**WORK TO COMPLETE**: Exactly as it appears, restate the whole listing.
★ ★ ★ ★
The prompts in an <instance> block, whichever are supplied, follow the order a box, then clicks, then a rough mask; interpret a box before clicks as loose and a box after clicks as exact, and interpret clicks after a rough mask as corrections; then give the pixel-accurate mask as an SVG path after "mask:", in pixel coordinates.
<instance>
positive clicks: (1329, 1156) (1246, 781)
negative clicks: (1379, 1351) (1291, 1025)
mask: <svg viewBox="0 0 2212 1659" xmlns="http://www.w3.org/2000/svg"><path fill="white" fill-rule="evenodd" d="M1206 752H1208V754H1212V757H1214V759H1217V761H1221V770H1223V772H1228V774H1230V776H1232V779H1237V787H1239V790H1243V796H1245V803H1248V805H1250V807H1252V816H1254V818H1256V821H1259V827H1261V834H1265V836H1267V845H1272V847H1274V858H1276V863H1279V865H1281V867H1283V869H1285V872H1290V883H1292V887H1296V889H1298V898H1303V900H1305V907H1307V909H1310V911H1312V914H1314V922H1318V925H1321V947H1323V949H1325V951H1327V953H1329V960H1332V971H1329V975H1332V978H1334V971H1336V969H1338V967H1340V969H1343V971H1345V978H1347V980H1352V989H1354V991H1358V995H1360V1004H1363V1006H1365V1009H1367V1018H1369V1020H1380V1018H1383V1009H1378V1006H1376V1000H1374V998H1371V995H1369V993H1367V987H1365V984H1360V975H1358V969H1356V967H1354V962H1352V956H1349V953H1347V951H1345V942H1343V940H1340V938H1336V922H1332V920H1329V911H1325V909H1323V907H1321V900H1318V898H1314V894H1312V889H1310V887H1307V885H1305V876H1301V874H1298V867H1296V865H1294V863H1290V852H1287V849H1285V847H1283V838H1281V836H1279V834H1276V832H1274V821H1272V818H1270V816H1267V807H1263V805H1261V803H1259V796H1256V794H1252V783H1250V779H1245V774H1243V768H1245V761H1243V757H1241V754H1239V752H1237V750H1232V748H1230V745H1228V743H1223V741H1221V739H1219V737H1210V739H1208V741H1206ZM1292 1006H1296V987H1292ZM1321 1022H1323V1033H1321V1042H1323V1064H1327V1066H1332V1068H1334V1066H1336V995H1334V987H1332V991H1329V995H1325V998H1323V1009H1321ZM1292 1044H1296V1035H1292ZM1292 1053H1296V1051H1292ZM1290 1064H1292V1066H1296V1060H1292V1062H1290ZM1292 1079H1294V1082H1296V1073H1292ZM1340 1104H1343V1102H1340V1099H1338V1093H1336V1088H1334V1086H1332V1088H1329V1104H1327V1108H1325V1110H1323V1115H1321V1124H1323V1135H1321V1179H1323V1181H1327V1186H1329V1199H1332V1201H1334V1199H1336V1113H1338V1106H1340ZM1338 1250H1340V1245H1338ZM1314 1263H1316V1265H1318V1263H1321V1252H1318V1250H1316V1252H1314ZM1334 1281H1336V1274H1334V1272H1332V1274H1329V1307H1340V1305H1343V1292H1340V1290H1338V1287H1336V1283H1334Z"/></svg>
★ ★ ★ ★
**WRITTEN SOLUTION**:
The prompts in an <instance> block, whichever are supplied, follow the order a box, then clicks, then a rough mask; interpret a box before clicks as loose and a box after clicks as exact, and interpret clicks after a rough mask as corrections; then give the pixel-accurate mask as an SVG path after "mask:", in pixel coordinates.
<instance>
positive clicks: (1329, 1156) (1246, 781)
negative clicks: (1379, 1351) (1291, 1025)
mask: <svg viewBox="0 0 2212 1659" xmlns="http://www.w3.org/2000/svg"><path fill="white" fill-rule="evenodd" d="M1206 752H1208V754H1212V757H1214V759H1217V761H1221V770H1223V772H1228V774H1230V776H1232V779H1237V787H1239V790H1243V796H1245V803H1248V805H1250V807H1252V816H1254V818H1256V821H1259V827H1261V834H1265V836H1267V845H1272V847H1274V858H1276V863H1279V865H1281V867H1283V869H1285V872H1290V883H1292V887H1296V889H1298V898H1303V900H1305V907H1307V909H1310V911H1312V914H1314V922H1318V925H1321V947H1323V949H1325V951H1327V953H1329V960H1332V971H1329V975H1332V978H1334V971H1336V969H1338V967H1340V969H1343V971H1345V978H1347V980H1352V989H1354V991H1358V995H1360V1004H1363V1006H1365V1009H1367V1018H1369V1020H1380V1018H1383V1009H1378V1006H1376V1000H1374V998H1371V995H1369V993H1367V987H1365V984H1360V975H1358V969H1356V967H1354V962H1352V956H1349V953H1347V951H1345V942H1343V940H1340V938H1336V922H1332V920H1329V911H1325V909H1323V907H1321V900H1318V898H1314V894H1312V889H1310V887H1307V885H1305V876H1301V874H1298V867H1296V865H1294V863H1290V852H1287V849H1285V847H1283V838H1281V836H1279V834H1276V832H1274V821H1272V818H1270V816H1267V807H1263V805H1261V803H1259V796H1256V794H1252V783H1250V779H1245V774H1243V768H1245V761H1243V757H1241V754H1239V752H1237V750H1232V748H1230V745H1228V743H1223V741H1221V739H1219V737H1210V739H1208V741H1206ZM1292 1006H1296V987H1292ZM1321 1022H1323V1033H1321V1042H1323V1064H1327V1066H1332V1068H1334V1066H1336V995H1334V987H1332V991H1329V995H1325V998H1323V1009H1321ZM1292 1044H1296V1035H1292ZM1292 1053H1296V1051H1292ZM1290 1064H1292V1066H1296V1060H1292V1062H1290ZM1292 1079H1294V1082H1296V1073H1292ZM1340 1104H1343V1102H1340V1099H1338V1093H1336V1088H1334V1086H1332V1088H1329V1104H1327V1108H1325V1110H1323V1115H1321V1124H1323V1135H1321V1179H1323V1181H1327V1186H1329V1199H1332V1201H1334V1199H1336V1113H1338V1106H1340ZM1338 1250H1340V1245H1338ZM1314 1263H1316V1265H1318V1263H1321V1252H1318V1250H1316V1252H1314ZM1334 1281H1336V1274H1334V1272H1332V1274H1329V1307H1340V1305H1343V1292H1340V1290H1338V1287H1336V1283H1334Z"/></svg>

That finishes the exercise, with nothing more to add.